## 文件片段:
= = = = =
UVA 00439 - Knight Moves

解題觀念

BFS

可以參考我的課程簡報：BFS & DFS
和：Greedy & Graph
關於 BFS 的基本觀念可以參考我的這篇文章：Algorithm - BFS

題目敘述

你的朋友正在做關於西洋棋中騎士旅行問題（Traveling Knight Problem）的研究
他希望你幫他解決一個問題：給你 2 個格子的位置 X 及 Y

請你找出騎士從 X 走到 Y 最少需要走幾步

西洋棋騎士走法：
圖片來源

Input

每筆測試資料一列
每列有 2 個西洋棋的座標位置

每個位置座標是由一個英文字母（a-h，代表棋盤的第幾欄）
及一個數字（1-8，代表棋盤的第幾列）組成

// Sample Input
e2 e4
a1 b2
b2 c3
a1 h8
a1 h7
h8 a1
b1 c3
f6 f6

Output

對每一列輸入
輸出：To get from xx to yy takes n knight moves.

// Sample Output
To get from e2 to e4 takes 2 knight moves.
To get from a1 to b2 takes 4 knight moves.
To get from b2 to c3 takes 2 knight moves.
To get from a1 to h8 takes 6 knight moves.
To get from a1 to h7 takes 5 knight moves.
= = = = =
## 原始資料:
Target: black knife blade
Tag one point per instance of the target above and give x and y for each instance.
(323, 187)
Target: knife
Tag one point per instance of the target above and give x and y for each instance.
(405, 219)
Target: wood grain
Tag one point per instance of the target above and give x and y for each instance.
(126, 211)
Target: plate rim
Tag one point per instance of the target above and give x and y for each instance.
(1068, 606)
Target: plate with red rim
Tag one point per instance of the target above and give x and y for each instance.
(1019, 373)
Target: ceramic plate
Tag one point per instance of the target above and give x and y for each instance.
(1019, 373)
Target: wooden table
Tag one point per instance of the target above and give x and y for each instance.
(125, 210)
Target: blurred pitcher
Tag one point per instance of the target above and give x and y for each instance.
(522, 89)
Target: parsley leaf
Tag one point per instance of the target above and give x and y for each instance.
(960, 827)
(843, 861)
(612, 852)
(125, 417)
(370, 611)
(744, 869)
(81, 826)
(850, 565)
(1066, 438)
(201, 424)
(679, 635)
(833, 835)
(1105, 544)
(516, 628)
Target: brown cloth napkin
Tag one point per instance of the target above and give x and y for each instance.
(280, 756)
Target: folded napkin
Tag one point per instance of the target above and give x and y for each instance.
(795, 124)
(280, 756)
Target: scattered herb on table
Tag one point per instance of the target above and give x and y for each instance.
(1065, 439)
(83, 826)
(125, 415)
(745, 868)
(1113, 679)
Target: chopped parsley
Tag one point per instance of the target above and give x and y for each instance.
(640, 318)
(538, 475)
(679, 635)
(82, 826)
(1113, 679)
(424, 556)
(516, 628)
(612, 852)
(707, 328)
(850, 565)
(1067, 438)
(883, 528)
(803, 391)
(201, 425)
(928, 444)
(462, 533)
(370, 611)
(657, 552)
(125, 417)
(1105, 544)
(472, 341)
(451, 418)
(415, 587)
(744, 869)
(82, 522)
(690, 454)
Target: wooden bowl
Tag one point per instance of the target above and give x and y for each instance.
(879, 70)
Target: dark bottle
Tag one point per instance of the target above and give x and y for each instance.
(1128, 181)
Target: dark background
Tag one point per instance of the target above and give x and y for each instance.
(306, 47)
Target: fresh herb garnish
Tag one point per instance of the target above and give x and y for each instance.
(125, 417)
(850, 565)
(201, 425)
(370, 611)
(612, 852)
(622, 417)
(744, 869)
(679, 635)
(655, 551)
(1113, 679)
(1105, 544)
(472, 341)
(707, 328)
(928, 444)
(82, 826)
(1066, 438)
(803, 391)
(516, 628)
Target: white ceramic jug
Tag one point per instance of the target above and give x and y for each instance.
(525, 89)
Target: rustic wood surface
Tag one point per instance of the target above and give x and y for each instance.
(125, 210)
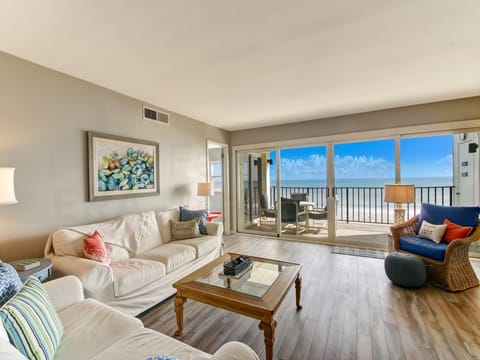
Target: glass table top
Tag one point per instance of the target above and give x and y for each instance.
(254, 282)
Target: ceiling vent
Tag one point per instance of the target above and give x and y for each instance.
(152, 114)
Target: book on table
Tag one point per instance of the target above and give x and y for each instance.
(27, 264)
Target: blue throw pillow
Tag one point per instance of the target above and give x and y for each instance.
(461, 215)
(187, 214)
(10, 283)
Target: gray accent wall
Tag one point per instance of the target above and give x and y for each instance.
(425, 114)
(44, 119)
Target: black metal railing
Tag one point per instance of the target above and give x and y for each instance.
(364, 204)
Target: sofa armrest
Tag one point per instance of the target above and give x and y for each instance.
(64, 291)
(235, 350)
(93, 274)
(214, 228)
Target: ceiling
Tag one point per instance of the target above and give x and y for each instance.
(244, 64)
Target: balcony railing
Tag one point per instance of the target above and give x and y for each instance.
(366, 204)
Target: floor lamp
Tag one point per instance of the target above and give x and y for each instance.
(7, 189)
(205, 189)
(399, 193)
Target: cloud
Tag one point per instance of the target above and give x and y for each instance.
(446, 161)
(346, 167)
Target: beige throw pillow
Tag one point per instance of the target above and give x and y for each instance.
(432, 232)
(185, 229)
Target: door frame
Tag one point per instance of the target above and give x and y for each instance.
(225, 180)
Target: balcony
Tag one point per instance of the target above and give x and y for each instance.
(362, 215)
(366, 204)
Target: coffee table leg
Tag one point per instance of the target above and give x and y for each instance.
(179, 301)
(298, 290)
(269, 333)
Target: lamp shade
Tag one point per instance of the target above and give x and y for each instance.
(205, 189)
(7, 189)
(400, 193)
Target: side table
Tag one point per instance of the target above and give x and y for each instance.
(42, 272)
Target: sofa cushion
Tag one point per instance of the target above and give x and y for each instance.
(149, 236)
(461, 215)
(90, 327)
(187, 214)
(185, 229)
(172, 255)
(203, 245)
(124, 236)
(31, 321)
(132, 274)
(424, 247)
(144, 343)
(163, 222)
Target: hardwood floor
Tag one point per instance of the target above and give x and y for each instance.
(350, 311)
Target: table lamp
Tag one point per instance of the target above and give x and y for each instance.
(205, 189)
(399, 193)
(7, 189)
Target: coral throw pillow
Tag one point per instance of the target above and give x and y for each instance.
(94, 248)
(455, 231)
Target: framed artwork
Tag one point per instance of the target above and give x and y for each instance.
(121, 167)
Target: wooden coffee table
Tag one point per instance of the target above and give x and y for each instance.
(257, 294)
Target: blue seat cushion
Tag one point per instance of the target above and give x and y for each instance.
(461, 215)
(10, 282)
(423, 247)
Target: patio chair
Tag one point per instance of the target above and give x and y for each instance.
(291, 213)
(265, 211)
(448, 264)
(299, 197)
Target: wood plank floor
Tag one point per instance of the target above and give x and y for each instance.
(350, 311)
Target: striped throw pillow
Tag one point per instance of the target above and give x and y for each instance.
(31, 321)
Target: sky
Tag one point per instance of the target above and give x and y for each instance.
(419, 157)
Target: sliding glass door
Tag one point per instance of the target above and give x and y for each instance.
(256, 207)
(304, 193)
(335, 192)
(361, 171)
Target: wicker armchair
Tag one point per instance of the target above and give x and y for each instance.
(454, 273)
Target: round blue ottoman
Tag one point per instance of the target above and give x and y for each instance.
(405, 270)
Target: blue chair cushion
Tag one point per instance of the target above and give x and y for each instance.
(10, 282)
(424, 247)
(461, 215)
(187, 215)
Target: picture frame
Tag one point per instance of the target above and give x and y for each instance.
(121, 167)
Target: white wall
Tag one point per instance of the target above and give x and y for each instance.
(44, 117)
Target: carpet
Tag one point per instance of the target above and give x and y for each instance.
(346, 250)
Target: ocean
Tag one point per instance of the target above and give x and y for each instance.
(369, 182)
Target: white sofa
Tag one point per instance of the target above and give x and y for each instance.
(144, 261)
(93, 330)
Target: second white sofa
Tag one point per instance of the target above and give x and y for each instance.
(145, 262)
(92, 330)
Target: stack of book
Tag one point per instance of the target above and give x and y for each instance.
(27, 264)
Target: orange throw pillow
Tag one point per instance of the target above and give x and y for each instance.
(94, 248)
(455, 231)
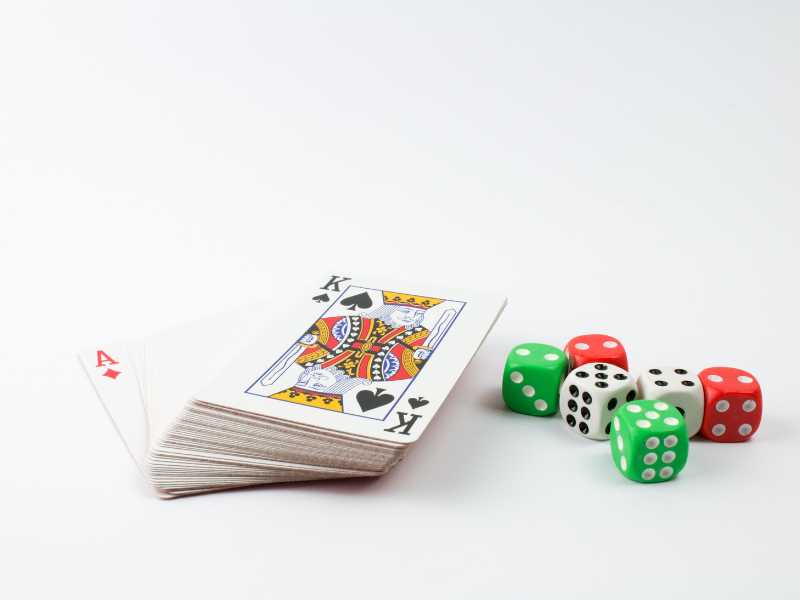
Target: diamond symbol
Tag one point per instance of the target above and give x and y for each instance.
(111, 373)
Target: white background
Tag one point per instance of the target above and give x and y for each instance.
(630, 168)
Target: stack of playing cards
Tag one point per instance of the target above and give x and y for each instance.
(339, 384)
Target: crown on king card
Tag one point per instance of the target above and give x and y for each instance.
(398, 298)
(318, 399)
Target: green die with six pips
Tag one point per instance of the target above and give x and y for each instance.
(649, 443)
(532, 377)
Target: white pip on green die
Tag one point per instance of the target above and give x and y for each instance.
(590, 394)
(676, 386)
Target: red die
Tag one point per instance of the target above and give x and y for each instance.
(595, 347)
(732, 404)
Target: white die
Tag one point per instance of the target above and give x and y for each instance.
(589, 395)
(676, 386)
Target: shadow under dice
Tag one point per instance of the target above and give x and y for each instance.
(590, 394)
(649, 443)
(676, 386)
(732, 404)
(531, 378)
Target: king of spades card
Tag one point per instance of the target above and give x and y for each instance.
(361, 354)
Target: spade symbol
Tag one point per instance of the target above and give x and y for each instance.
(361, 300)
(367, 399)
(417, 402)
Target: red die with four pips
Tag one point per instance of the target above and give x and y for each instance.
(732, 404)
(595, 347)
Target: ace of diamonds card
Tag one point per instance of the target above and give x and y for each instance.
(359, 357)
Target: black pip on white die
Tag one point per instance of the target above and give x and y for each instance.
(677, 386)
(590, 394)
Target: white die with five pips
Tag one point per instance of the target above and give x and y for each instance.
(676, 386)
(590, 394)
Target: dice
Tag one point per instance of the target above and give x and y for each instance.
(676, 386)
(649, 442)
(732, 404)
(531, 379)
(590, 394)
(595, 348)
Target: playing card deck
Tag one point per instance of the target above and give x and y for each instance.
(336, 383)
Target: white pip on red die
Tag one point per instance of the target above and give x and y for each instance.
(590, 394)
(676, 386)
(595, 347)
(732, 404)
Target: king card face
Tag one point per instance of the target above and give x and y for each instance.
(361, 355)
(369, 360)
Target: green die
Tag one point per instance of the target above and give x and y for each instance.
(649, 443)
(532, 377)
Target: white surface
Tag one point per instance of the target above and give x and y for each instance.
(626, 168)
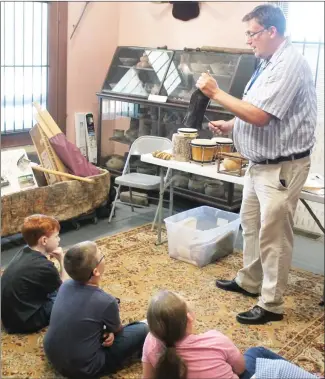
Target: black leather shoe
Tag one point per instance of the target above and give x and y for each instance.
(231, 285)
(258, 316)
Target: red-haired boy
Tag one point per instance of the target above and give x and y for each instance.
(30, 282)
= = = = =
## 作答要求:
1. 請判斷下列各項說法是否與文件片段相符：(a) 每個座標由一個代表欄的英文字母和一個代表列的數字組成；(b) 範例輸出顯示從 a1 到 h8 需要 5 步；(c) 每列輸入含有三個座標位置。每項請回答「是」或「否」，並一字不差地引用文件片段中作為判斷依據的文字。
2. 請將文件片段中以含有「To get from a1 to b2」的文字開頭、以「5 knight moves.」結尾的部分一字不改地抄寫出來。

## 正確答案:
1.
(a) 是。「每個位置座標是由一個英文字母（a-h，代表棋盤的第幾欄）」「及一個數字（1-8，代表棋盤的第幾列）組成」
(b) 否。「To get from a1 to h8 takes 6 knight moves.」
(c) 否。「每列有 2 個西洋棋的座標位置」

2.
To get from a1 to b2 takes 4 knight moves.
To get from b2 to c3 takes 2 knight moves.
To get from a1 to h8 takes 6 knight moves.
To get from a1 to h7 takes 5 knight moves.